→ **Directions**
Repeat every line from the one containing "Could you please point out the pink flower" through the end of the entries, requests included, and shift each coordinate in the answers by -130. Omit the pictures.

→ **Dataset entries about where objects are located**

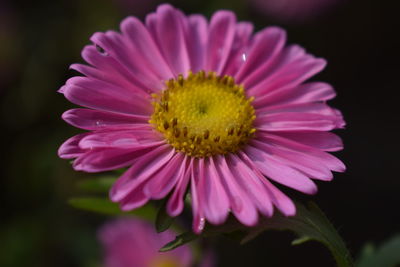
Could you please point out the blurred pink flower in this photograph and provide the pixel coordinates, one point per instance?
(294, 10)
(132, 242)
(187, 103)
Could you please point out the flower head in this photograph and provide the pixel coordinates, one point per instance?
(132, 242)
(210, 106)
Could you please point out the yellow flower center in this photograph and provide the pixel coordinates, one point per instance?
(204, 114)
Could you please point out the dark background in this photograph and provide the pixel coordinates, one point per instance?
(40, 39)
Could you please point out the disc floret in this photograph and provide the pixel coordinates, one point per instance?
(204, 114)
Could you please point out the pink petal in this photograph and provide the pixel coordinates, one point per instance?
(319, 156)
(239, 51)
(300, 161)
(297, 122)
(164, 181)
(197, 208)
(143, 169)
(70, 148)
(89, 119)
(271, 167)
(169, 33)
(265, 47)
(251, 184)
(280, 200)
(175, 203)
(118, 47)
(196, 41)
(106, 75)
(321, 140)
(220, 37)
(107, 159)
(304, 93)
(108, 69)
(131, 139)
(293, 68)
(316, 107)
(240, 203)
(144, 49)
(213, 196)
(104, 96)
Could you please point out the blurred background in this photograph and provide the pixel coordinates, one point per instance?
(40, 39)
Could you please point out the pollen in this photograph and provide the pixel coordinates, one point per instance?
(204, 114)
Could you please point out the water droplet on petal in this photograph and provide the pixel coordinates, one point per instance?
(101, 50)
(237, 204)
(244, 57)
(202, 223)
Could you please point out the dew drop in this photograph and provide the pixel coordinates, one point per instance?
(202, 223)
(244, 57)
(101, 50)
(237, 204)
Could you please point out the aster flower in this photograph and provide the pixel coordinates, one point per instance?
(209, 106)
(133, 242)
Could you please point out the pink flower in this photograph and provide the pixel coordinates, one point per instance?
(294, 10)
(132, 242)
(210, 106)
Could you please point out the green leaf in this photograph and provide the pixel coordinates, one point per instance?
(163, 220)
(180, 240)
(105, 206)
(309, 223)
(387, 255)
(98, 185)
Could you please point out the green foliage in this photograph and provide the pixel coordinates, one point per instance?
(309, 224)
(387, 255)
(99, 185)
(163, 220)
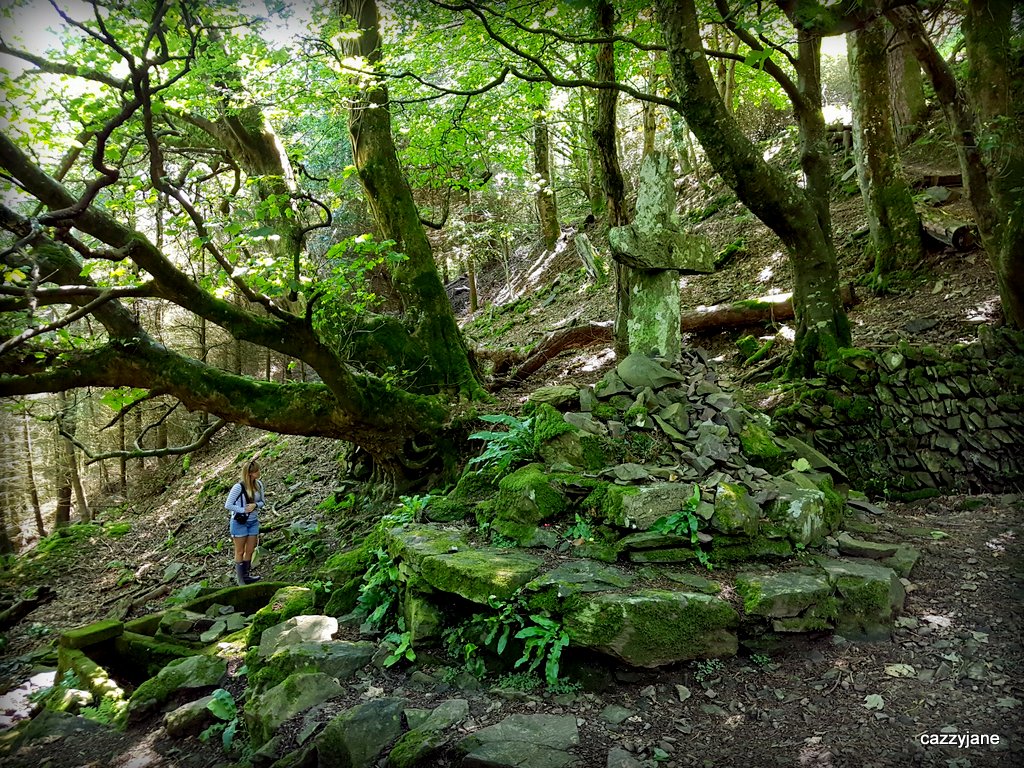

→ **Expected answer**
Could you please point out the pink flower in this photograph and provide the pixel coordinates, one point per instance?
(164, -120)
(2, 112)
(80, -24)
Could you please point out the green leaf in this photograph and provide the pixel coordinates, one point per instance?
(33, 90)
(50, 110)
(-25, 76)
(179, 93)
(257, 125)
(-32, 55)
Could you please point out the green foliage in this photograph and provide the pixel coordinates, one point per instance?
(179, 94)
(257, 125)
(-31, 55)
(33, 90)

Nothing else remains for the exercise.